Given instruction:
Copy every entry below in full, requests included, multiplying each pixel coordinate in the answers by 2.2 and rounding the result to a whole number, with halves rounded up.

******************************

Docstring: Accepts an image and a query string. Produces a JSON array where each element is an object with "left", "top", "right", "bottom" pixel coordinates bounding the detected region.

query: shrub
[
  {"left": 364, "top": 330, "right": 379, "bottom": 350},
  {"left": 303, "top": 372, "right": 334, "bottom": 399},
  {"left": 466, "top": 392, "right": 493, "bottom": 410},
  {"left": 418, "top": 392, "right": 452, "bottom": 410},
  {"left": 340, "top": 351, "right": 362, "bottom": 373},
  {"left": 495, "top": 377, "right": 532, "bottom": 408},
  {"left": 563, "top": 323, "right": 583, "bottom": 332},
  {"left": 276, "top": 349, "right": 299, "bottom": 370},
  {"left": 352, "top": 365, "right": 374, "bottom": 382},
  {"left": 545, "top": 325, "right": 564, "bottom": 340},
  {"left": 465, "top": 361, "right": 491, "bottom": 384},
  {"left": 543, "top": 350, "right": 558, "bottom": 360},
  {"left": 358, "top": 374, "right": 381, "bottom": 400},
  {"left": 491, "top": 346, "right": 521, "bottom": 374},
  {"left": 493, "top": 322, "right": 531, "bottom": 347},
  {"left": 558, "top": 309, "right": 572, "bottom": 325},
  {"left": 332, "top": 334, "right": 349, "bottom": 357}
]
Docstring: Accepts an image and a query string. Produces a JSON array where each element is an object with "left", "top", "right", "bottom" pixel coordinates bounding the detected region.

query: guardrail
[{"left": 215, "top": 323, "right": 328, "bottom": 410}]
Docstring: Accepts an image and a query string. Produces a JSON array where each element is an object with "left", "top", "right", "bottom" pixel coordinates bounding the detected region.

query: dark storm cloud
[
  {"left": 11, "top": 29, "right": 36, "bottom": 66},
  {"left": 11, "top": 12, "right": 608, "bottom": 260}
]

******************************

Right answer:
Docstring: Accepts an image and a query string. Produces a JSON array where each element is an object with "left", "top", "right", "bottom" pixel coordinates bounding the detected region.

query: shrub
[
  {"left": 801, "top": 726, "right": 834, "bottom": 770},
  {"left": 667, "top": 818, "right": 735, "bottom": 878},
  {"left": 1025, "top": 862, "right": 1085, "bottom": 902},
  {"left": 920, "top": 862, "right": 994, "bottom": 902},
  {"left": 748, "top": 772, "right": 796, "bottom": 821},
  {"left": 1089, "top": 829, "right": 1170, "bottom": 898},
  {"left": 1239, "top": 711, "right": 1283, "bottom": 730},
  {"left": 607, "top": 768, "right": 658, "bottom": 814},
  {"left": 774, "top": 803, "right": 823, "bottom": 840},
  {"left": 1199, "top": 715, "right": 1241, "bottom": 748},
  {"left": 1023, "top": 794, "right": 1080, "bottom": 845},
  {"left": 1195, "top": 770, "right": 1228, "bottom": 792},
  {"left": 788, "top": 823, "right": 838, "bottom": 880},
  {"left": 1080, "top": 761, "right": 1146, "bottom": 823},
  {"left": 1085, "top": 708, "right": 1168, "bottom": 763},
  {"left": 1228, "top": 680, "right": 1258, "bottom": 715},
  {"left": 730, "top": 735, "right": 768, "bottom": 785}
]
Docstring: Accepts an image and a query string. Produces a JSON array where each element is an object with "left", "top", "right", "bottom" pixel coordinates bounding the detected region.

query: guardrail
[{"left": 473, "top": 711, "right": 722, "bottom": 902}]
Docstring: Accepts an image and a query string. Produces a JSON array where each element is an object with "left", "top", "right", "bottom" pixel coordinates bounding the detected region.

query: dark storm cloud
[
  {"left": 24, "top": 64, "right": 79, "bottom": 145},
  {"left": 24, "top": 26, "right": 1338, "bottom": 572}
]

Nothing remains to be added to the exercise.